■ Extract provided
[start]
ROSS, Judge (concurring specially)

I concur in the majority’s affirmation and join in nearly all aspects of the opinion.  My only caveat is that I cannot agree with the conclusion that, even had defense counsel not made the rule-403 objection to the masturbation evidence, counsel’s representation would still have constituted effective assistance.  As a practical matter, once we determine that the record establishes that Blayon’s counsel certainly made the objection—a determination the majority makes and explains very well—Blayon’s constitutional challenge to his counsel’s alleged failure to object falls with no need for the supplemental even-if discussion.  The opinion goes one step too far beyond this holding.

But I also disagree in substance with the additional contemplation because I believe that the postconviction court correctly determined that defense counsel’s failure to object would have constituted deficient representation in this case.  Blayon’s claim that he masturbates to relieve sexual tension is clearly relevant for the reasons explained by the majority.  If that were the only matter, I would agree with the dicta.  But the separate, shocking fact is that without any solicitation, Blayon actually demonstrated the act by opening his pants and underwear and manipulating his exposed penis during a police department interview.  This exhibition evidence presents a real danger of unfair prejudice and of misleading the jury.  And this danger significantly outweighs the slight probative value of the evidence as it regards the alleged sexual-tension relief.  See Minn. R. Evid. 403 (rendering relevant evidence inadmissible when the danger for unfair prejudice or misleading of the jury, among other things, substantially outweighs its probative value).
[end]
■ Exercise goal
Copy from the concurring opinion the stretch from "I concur in" through "beyond this holding.", word for word.

Stored entries:
[start]
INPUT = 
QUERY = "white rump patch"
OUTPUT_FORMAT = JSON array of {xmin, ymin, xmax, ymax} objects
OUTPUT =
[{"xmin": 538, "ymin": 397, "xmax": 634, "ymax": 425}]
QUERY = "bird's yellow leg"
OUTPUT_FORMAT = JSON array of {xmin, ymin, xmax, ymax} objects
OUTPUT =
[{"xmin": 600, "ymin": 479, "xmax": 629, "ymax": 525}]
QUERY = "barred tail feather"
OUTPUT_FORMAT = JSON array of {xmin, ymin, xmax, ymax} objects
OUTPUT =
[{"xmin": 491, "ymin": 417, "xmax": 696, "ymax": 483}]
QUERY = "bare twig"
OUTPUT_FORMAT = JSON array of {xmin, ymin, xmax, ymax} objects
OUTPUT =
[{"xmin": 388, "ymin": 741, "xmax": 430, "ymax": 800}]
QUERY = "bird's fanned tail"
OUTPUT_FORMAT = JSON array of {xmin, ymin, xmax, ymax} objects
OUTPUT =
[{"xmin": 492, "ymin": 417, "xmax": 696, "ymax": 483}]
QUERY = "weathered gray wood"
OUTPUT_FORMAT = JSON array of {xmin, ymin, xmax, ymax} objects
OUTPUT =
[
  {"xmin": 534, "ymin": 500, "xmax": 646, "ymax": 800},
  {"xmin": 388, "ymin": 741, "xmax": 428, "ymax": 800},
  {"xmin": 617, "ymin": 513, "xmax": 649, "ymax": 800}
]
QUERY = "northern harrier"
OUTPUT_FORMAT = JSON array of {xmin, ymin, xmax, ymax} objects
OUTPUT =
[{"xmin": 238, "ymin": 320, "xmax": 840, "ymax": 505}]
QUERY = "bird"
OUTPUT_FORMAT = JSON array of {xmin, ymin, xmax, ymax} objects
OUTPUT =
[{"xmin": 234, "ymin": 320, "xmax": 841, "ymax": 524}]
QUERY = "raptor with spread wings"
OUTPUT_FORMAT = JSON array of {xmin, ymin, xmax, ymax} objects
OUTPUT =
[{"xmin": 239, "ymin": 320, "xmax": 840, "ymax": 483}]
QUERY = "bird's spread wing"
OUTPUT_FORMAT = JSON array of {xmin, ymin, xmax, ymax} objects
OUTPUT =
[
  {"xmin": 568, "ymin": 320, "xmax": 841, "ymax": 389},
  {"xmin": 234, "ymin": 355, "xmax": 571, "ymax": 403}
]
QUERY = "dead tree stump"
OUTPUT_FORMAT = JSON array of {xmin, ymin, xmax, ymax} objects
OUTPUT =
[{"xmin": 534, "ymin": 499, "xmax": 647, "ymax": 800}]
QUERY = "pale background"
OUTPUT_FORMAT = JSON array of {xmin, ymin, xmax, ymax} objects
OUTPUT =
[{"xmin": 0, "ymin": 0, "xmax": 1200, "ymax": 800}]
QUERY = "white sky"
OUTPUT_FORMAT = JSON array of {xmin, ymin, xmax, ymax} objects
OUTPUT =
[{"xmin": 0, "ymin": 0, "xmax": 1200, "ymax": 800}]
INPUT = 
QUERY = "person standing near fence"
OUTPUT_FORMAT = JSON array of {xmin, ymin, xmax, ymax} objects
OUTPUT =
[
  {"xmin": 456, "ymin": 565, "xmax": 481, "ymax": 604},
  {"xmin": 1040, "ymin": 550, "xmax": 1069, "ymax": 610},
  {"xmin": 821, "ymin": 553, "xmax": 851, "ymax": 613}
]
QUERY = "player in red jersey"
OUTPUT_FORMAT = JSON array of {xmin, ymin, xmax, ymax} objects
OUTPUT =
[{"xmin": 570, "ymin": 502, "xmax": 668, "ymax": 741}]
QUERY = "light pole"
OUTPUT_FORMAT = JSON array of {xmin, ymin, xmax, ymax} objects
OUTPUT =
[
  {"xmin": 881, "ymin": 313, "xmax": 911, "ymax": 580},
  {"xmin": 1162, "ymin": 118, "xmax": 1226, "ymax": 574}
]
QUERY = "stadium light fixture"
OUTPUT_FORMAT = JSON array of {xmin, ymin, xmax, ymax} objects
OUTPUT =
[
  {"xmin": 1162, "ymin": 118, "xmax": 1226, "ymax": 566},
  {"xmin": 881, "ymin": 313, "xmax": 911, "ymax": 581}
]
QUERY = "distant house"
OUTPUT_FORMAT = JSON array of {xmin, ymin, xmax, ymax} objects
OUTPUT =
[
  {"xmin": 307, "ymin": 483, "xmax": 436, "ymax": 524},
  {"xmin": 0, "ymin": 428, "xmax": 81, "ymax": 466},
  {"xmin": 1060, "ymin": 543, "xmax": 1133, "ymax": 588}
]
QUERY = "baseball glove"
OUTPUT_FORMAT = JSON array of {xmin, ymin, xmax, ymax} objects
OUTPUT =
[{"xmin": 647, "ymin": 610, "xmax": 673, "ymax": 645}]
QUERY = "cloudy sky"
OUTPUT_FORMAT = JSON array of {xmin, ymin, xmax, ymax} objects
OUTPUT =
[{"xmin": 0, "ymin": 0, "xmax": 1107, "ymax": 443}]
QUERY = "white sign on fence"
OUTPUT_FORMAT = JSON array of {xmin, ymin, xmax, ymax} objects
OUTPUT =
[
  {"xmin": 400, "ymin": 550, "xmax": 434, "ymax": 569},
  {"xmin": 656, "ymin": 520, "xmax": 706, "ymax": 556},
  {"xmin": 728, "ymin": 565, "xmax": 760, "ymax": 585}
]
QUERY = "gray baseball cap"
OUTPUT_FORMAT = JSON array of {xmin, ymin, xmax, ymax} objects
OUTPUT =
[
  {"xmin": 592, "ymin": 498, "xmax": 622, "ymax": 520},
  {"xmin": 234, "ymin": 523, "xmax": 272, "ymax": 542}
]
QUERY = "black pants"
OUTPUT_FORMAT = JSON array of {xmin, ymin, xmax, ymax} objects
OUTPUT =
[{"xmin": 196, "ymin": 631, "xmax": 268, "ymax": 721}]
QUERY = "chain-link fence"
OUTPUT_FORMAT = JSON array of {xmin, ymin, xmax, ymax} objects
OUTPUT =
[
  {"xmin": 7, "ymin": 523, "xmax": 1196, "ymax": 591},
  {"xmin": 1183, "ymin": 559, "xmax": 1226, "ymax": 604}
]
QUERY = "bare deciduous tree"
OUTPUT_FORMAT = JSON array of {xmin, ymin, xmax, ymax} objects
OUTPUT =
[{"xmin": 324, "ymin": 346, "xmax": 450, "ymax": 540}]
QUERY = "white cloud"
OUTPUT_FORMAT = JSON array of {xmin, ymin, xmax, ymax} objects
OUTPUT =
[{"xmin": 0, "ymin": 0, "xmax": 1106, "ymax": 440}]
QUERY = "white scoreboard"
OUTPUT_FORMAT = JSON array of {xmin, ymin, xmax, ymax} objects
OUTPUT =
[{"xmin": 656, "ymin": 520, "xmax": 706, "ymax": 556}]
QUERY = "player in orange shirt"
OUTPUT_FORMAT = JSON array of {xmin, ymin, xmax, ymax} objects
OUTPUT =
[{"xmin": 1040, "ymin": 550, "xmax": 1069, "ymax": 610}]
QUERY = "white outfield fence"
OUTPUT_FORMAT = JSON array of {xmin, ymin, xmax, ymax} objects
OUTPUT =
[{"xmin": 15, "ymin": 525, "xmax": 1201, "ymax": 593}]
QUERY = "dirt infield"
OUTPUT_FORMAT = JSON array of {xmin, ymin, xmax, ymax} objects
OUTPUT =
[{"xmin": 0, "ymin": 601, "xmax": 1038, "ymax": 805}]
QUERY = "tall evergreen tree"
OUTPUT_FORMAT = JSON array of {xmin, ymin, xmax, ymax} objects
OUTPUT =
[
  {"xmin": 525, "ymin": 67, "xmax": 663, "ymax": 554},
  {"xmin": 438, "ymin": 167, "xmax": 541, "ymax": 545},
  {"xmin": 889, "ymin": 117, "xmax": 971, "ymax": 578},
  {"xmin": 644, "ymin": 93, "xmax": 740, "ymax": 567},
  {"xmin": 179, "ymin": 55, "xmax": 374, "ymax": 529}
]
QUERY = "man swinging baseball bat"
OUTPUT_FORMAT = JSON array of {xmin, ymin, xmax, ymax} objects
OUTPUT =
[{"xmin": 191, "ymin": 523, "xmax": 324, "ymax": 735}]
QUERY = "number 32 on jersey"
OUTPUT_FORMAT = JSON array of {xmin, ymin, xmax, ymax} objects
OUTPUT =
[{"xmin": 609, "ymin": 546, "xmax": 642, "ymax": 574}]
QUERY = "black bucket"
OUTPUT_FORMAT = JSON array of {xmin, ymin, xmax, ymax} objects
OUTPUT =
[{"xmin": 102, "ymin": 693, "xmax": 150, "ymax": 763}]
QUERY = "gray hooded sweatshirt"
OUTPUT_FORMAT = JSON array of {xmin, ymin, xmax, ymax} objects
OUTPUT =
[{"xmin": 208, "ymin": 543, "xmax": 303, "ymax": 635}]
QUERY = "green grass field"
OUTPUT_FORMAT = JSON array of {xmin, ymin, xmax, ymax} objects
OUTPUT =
[end]
■ Final answer
I concur in the majority’s affirmation and join in nearly all aspects of the opinion.  My only caveat is that I cannot agree with the conclusion that, even had defense counsel not made the rule-403 objection to the masturbation evidence, counsel’s representation would still have constituted effective assistance.  As a practical matter, once we determine that the record establishes that Blayon’s counsel certainly made the objection—a determination the majority makes and explains very well—Blayon’s constitutional challenge to his counsel’s alleged failure to object falls with no need for the supplemental even-if discussion.  The opinion goes one step too far beyond this holding.